■ **Aim of the exercise**
List every line in the items below that contains the word "wall".

■ **Data in this exercise**
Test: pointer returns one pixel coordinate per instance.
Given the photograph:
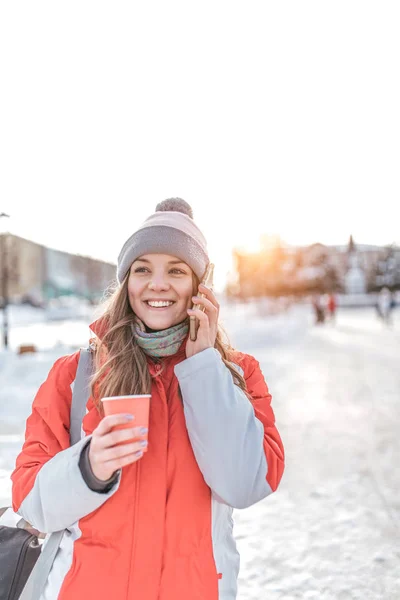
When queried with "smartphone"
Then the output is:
(207, 280)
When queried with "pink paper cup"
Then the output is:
(136, 405)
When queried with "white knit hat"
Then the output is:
(170, 230)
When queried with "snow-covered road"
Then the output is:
(331, 532)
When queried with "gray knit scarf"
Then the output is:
(160, 343)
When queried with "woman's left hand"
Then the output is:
(208, 322)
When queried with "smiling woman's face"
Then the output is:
(160, 290)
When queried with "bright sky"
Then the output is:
(267, 117)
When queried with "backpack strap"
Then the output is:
(37, 579)
(80, 394)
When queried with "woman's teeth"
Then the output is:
(159, 304)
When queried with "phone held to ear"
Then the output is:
(208, 280)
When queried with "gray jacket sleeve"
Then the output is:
(226, 436)
(60, 495)
(93, 483)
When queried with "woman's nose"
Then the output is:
(158, 283)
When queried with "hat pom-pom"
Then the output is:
(175, 205)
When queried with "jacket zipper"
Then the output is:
(135, 511)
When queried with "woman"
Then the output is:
(158, 525)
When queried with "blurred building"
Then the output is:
(284, 270)
(36, 273)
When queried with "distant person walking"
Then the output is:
(331, 306)
(385, 305)
(319, 311)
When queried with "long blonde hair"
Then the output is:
(121, 366)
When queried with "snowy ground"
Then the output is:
(331, 531)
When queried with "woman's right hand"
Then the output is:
(105, 456)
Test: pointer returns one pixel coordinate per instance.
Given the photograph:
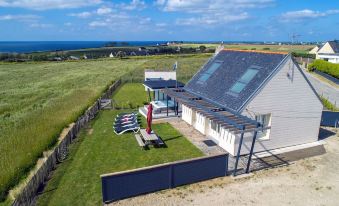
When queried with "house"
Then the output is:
(314, 50)
(73, 58)
(155, 82)
(251, 101)
(329, 52)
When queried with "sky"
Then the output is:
(169, 20)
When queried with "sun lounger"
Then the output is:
(125, 119)
(141, 143)
(126, 115)
(125, 125)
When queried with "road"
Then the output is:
(324, 89)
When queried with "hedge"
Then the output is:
(326, 67)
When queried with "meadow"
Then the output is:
(276, 48)
(99, 150)
(37, 100)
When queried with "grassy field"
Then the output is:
(281, 48)
(130, 96)
(100, 150)
(37, 100)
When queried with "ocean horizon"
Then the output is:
(49, 46)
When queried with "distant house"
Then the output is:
(154, 82)
(73, 58)
(329, 52)
(314, 50)
(251, 98)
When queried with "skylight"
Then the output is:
(243, 81)
(206, 75)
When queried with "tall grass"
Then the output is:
(37, 100)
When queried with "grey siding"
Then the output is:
(295, 109)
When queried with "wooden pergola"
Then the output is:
(229, 120)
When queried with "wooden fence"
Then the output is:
(26, 195)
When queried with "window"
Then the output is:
(239, 85)
(265, 121)
(215, 127)
(206, 75)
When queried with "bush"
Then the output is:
(326, 67)
(329, 105)
(303, 55)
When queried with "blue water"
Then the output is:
(36, 46)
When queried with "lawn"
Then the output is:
(37, 100)
(99, 151)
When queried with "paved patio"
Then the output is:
(208, 147)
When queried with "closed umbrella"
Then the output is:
(149, 119)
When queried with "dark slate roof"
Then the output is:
(161, 84)
(335, 45)
(235, 63)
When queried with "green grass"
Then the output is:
(130, 96)
(77, 182)
(37, 100)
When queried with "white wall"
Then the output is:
(331, 58)
(166, 75)
(295, 110)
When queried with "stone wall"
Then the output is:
(26, 192)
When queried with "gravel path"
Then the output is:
(312, 181)
(324, 89)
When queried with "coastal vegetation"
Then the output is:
(38, 100)
(99, 151)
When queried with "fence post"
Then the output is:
(170, 177)
(226, 164)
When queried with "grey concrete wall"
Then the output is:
(38, 176)
(126, 184)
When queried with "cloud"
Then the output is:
(200, 6)
(40, 25)
(161, 24)
(84, 14)
(19, 17)
(301, 15)
(212, 20)
(211, 12)
(98, 24)
(104, 10)
(48, 4)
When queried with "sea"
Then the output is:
(43, 46)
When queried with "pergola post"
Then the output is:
(238, 154)
(167, 104)
(251, 151)
(149, 95)
(177, 108)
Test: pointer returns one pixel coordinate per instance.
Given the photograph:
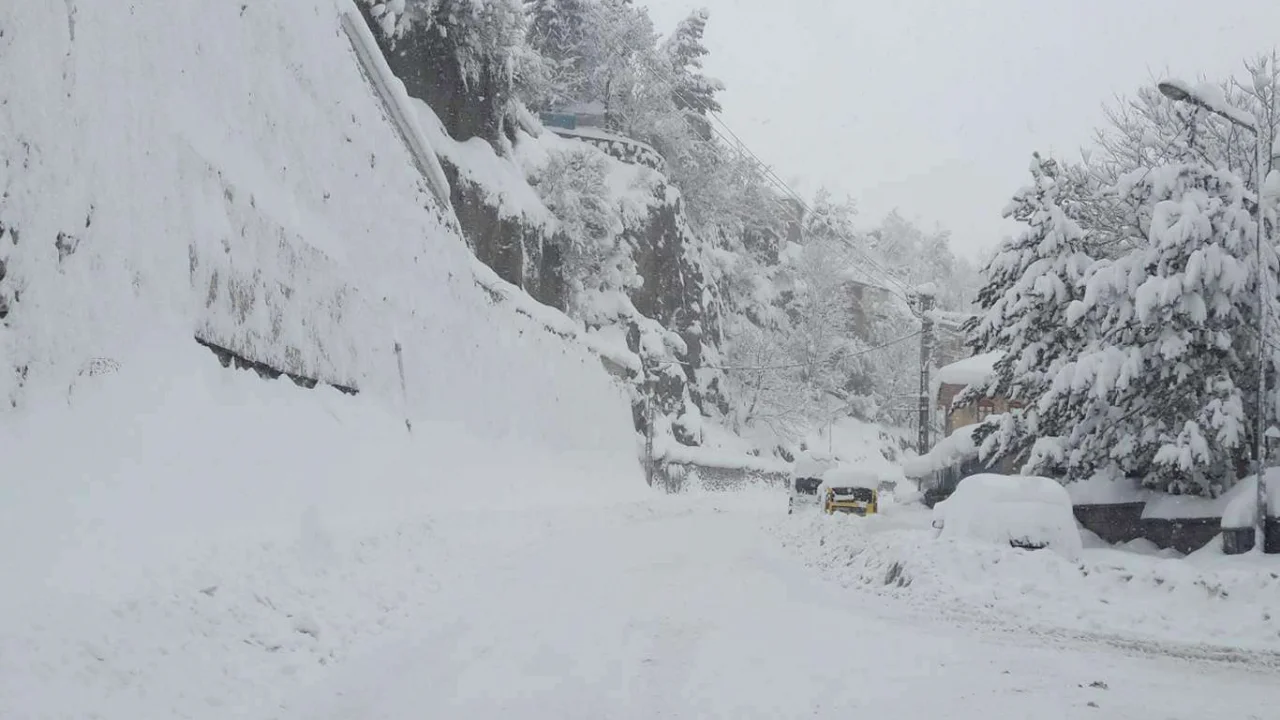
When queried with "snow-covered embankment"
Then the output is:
(181, 169)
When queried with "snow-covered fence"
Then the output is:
(681, 477)
(394, 99)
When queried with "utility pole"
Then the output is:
(649, 387)
(926, 360)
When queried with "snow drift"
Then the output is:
(224, 171)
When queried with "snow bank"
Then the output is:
(1205, 600)
(812, 465)
(970, 370)
(1211, 98)
(478, 162)
(1240, 502)
(850, 477)
(1004, 509)
(1183, 506)
(250, 191)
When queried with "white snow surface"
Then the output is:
(851, 477)
(1002, 509)
(227, 171)
(1206, 604)
(478, 162)
(970, 370)
(951, 450)
(1102, 490)
(1240, 502)
(1211, 98)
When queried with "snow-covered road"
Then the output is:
(688, 607)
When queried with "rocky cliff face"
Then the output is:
(490, 160)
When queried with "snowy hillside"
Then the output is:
(224, 171)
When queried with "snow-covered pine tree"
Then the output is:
(693, 91)
(1029, 283)
(1162, 392)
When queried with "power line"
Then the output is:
(794, 365)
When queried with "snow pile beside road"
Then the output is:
(1206, 601)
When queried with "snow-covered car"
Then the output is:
(848, 488)
(805, 482)
(1022, 510)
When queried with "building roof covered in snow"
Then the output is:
(969, 370)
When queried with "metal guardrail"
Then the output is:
(379, 74)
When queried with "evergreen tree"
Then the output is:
(1029, 285)
(1162, 392)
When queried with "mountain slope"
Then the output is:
(219, 171)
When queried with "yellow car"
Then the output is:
(846, 490)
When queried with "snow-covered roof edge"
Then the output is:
(970, 370)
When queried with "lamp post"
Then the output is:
(1183, 92)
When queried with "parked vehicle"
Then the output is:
(805, 481)
(849, 490)
(1020, 510)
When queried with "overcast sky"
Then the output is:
(936, 106)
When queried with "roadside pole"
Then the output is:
(926, 359)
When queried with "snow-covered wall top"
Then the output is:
(181, 168)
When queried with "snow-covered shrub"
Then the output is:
(595, 258)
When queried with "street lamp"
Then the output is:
(1212, 100)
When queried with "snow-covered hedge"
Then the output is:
(1203, 600)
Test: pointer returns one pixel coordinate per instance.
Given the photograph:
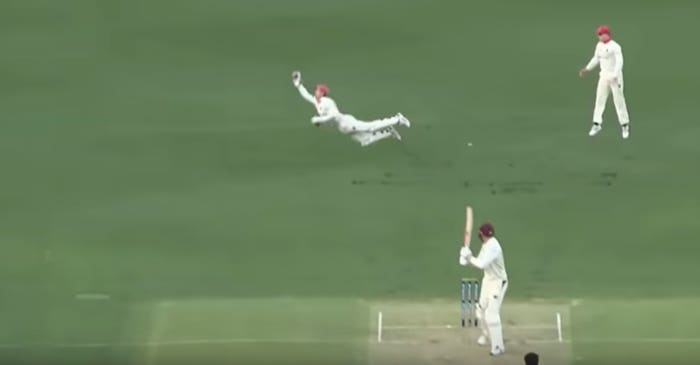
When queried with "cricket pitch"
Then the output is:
(430, 332)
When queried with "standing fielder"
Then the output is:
(608, 54)
(493, 286)
(364, 133)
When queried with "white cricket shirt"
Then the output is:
(491, 260)
(325, 107)
(609, 56)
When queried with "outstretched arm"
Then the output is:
(618, 61)
(321, 119)
(296, 80)
(591, 64)
(485, 258)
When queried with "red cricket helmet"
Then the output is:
(603, 29)
(487, 230)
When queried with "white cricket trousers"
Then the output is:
(605, 86)
(489, 312)
(367, 133)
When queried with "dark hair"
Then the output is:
(532, 358)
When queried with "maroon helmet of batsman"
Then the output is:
(487, 230)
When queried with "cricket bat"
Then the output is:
(468, 224)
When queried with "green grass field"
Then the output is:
(165, 198)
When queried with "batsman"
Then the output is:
(494, 283)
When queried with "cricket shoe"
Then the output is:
(403, 121)
(625, 131)
(394, 133)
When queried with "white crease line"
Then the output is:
(323, 341)
(560, 335)
(449, 326)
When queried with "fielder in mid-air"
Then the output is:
(364, 133)
(494, 284)
(608, 54)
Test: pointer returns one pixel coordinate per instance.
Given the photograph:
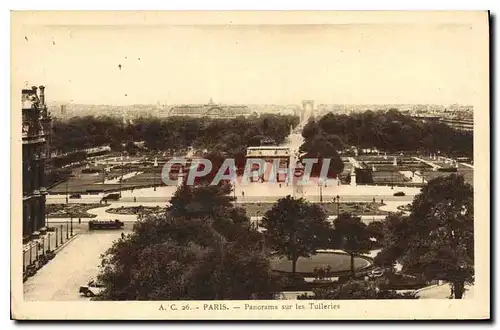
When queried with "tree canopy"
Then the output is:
(352, 235)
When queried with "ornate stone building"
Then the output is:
(36, 127)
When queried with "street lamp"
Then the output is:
(67, 199)
(121, 178)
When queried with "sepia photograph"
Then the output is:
(250, 165)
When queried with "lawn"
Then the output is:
(71, 210)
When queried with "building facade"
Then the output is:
(35, 144)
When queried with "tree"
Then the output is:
(205, 253)
(354, 236)
(375, 229)
(356, 290)
(438, 241)
(295, 228)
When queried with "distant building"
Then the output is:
(307, 109)
(210, 110)
(35, 138)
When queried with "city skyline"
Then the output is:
(252, 64)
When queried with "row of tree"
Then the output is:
(204, 247)
(389, 131)
(173, 133)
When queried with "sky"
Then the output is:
(250, 64)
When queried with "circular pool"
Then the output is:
(340, 263)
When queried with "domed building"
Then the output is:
(211, 110)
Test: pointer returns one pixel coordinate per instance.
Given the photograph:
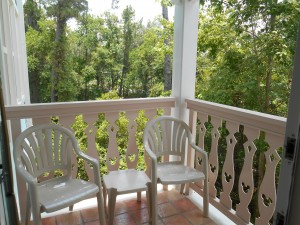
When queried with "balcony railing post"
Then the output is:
(184, 54)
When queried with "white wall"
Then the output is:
(13, 62)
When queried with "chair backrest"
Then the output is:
(43, 149)
(166, 135)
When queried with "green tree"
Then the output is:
(62, 11)
(129, 29)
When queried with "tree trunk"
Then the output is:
(167, 61)
(58, 57)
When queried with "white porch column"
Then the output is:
(185, 54)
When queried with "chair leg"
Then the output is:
(152, 202)
(36, 215)
(71, 207)
(139, 196)
(182, 188)
(112, 195)
(105, 199)
(101, 206)
(205, 198)
(28, 209)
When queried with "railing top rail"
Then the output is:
(263, 121)
(87, 107)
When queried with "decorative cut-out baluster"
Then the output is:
(91, 132)
(67, 122)
(113, 156)
(132, 149)
(213, 161)
(246, 183)
(267, 190)
(150, 115)
(228, 168)
(203, 118)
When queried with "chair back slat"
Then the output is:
(167, 136)
(44, 150)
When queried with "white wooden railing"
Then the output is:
(66, 113)
(207, 119)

■ **Completed task**
When queried with "white wall"
When queried with "stone wall"
When queried with "grey concrete wall"
When queried with "snow-covered wall top"
When queried with "white wall"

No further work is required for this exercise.